## Challenges
1 > Do these statements agree with the China Film Group entry below? (a) The company is headquartered in Shanghai. (b) China Film Group Corporation holds 67.36% of the company. (c) China Film Group Corporation founded the company on its own. Answer yes or no for each and quote the deciding words.
2 > Can you set down the part of the China Film Group entry below between "- Native name: 中国电影产业集团股份有限公司" and "Li Xianzeng (chairman)", inclusive?

-- Start of Given passage --

China Film Group Co., Ltd.
- Native name: 中国电影产业集团股份有限公司
- Formerly: China Film Co., Ltd. (2010–2025)
- Type: Public State-owned
- Traded as: SSE: 600977
- ISIN: CNE100002GX0
- Industry: Motion picture
- Founded: December 2010; 15 years ago
- Headquarters: Beijing, China
- Key people: Li Xianzeng (chairman)
- Services: Film production; Film distribution; Television production;
- Owner: China Film Group Corporation (67.36%);

Chinese name
- Simplified Chinese: 中国电影产业集团股份有限公司

Standard Mandarin
- Hanyu Pinyin: Zhōngguó diànyǐng Chǎnyè jítuán Gǔfèn Yǒuxiàn Gōngsī

former Chinese name
- Simplified Chinese: 中国电影股份有限公司

Standard Mandarin
- Hanyu Pinyin: Zhōngguó diànyǐng Gǔfèn Yǒuxiàn Gōngsī
- Website: zgdygf.com

= China Film Group (2010) =

Chinese state-owned film corporation owner by China Film Group Corporation

China Film Group Co., Ltd. (中国电影产业集团股份有限公司), Formerly known as China Film Co., Ltd. (中国电影股份有限公司), is a Chinese state-owned film production and distribution corporation headquartered in Beijing, China. the company was founded in 2010 by China Film Group Corporation and seven strategic investment units.

-- End of Given passage --
-- Start of Provided material --

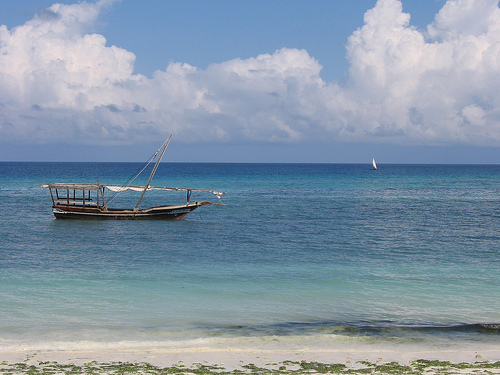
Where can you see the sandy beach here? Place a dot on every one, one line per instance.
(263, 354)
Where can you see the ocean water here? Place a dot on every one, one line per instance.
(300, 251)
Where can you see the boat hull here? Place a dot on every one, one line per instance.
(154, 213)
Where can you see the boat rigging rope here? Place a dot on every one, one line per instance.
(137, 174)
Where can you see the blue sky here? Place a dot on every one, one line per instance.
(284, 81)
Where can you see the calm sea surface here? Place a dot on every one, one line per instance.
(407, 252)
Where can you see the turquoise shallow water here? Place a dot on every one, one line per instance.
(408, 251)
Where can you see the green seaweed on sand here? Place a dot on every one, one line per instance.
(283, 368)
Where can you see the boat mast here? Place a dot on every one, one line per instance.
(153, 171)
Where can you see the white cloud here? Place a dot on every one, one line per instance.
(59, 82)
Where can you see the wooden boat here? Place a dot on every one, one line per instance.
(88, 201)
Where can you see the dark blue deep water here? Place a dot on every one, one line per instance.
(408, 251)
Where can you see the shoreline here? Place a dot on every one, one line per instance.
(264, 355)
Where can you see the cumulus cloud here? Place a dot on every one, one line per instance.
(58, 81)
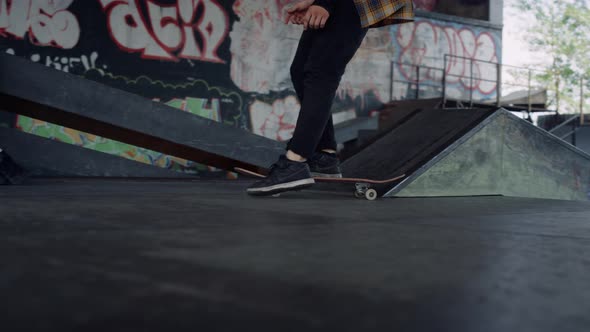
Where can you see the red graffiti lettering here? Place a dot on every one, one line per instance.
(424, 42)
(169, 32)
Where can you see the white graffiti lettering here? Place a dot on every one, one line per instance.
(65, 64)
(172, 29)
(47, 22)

-- End of Provided material --
-- Start of Provided material --

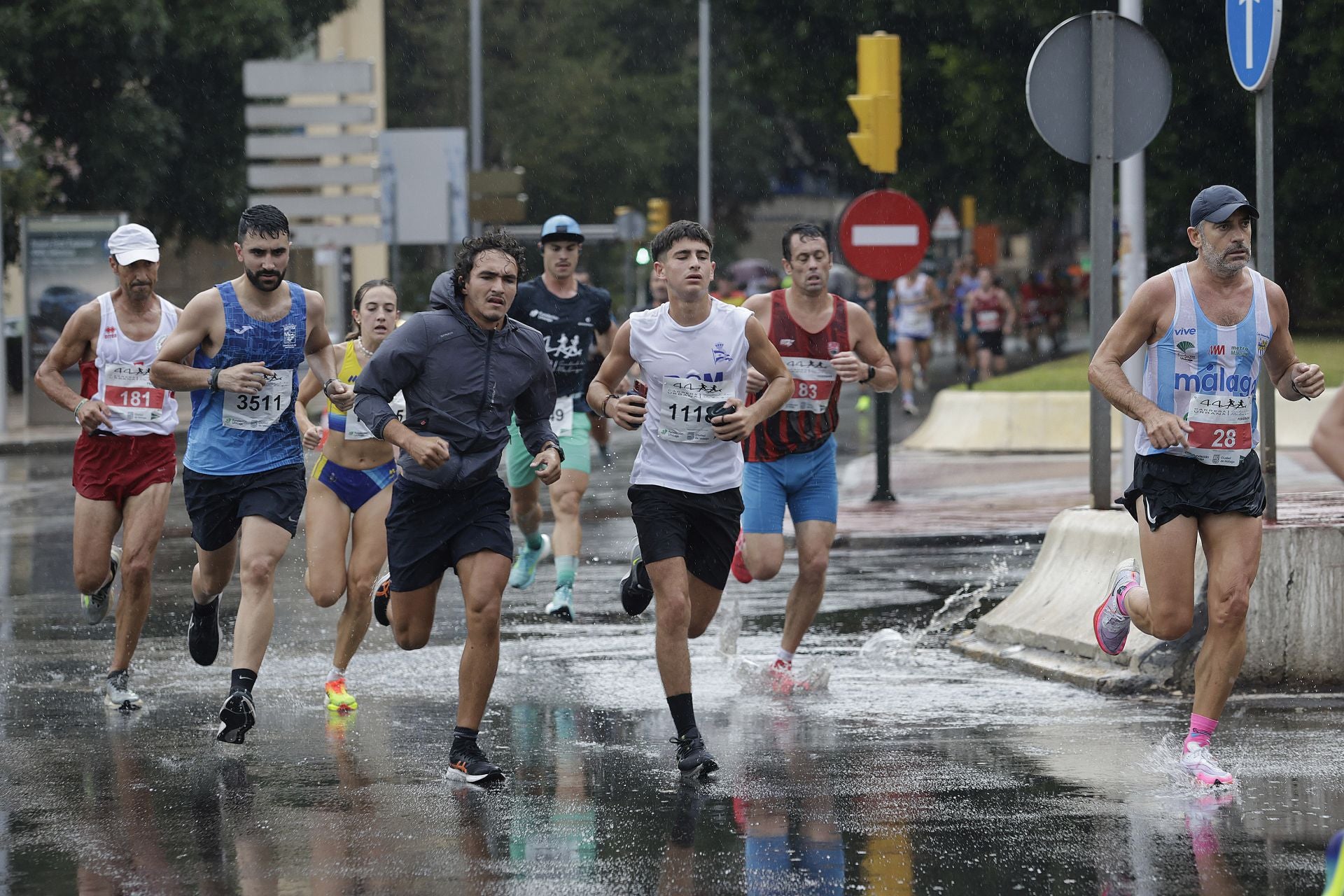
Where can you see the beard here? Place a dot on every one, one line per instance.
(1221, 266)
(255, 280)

-- End of Provided material --

## Answers to the tasks
1 >
(a) No: "headquartered in Beijing, China"
(b) Yes: "China Film Group Corporation (67.36%)"
(c) No: "founded in 2010 by China Film Group Corporation and seven strategic investment units"

2 >
- Native name: 中国电影产业集团股份有限公司
- Formerly: China Film Co., Ltd. (2010–2025)
- Type: Public State-owned
- Traded as: SSE: 600977
- ISIN: CNE100002GX0
- Industry: Motion picture
- Founded: December 2010; 15 years ago
- Headquarters: Beijing, China
- Key people: Li Xianzeng (chairman)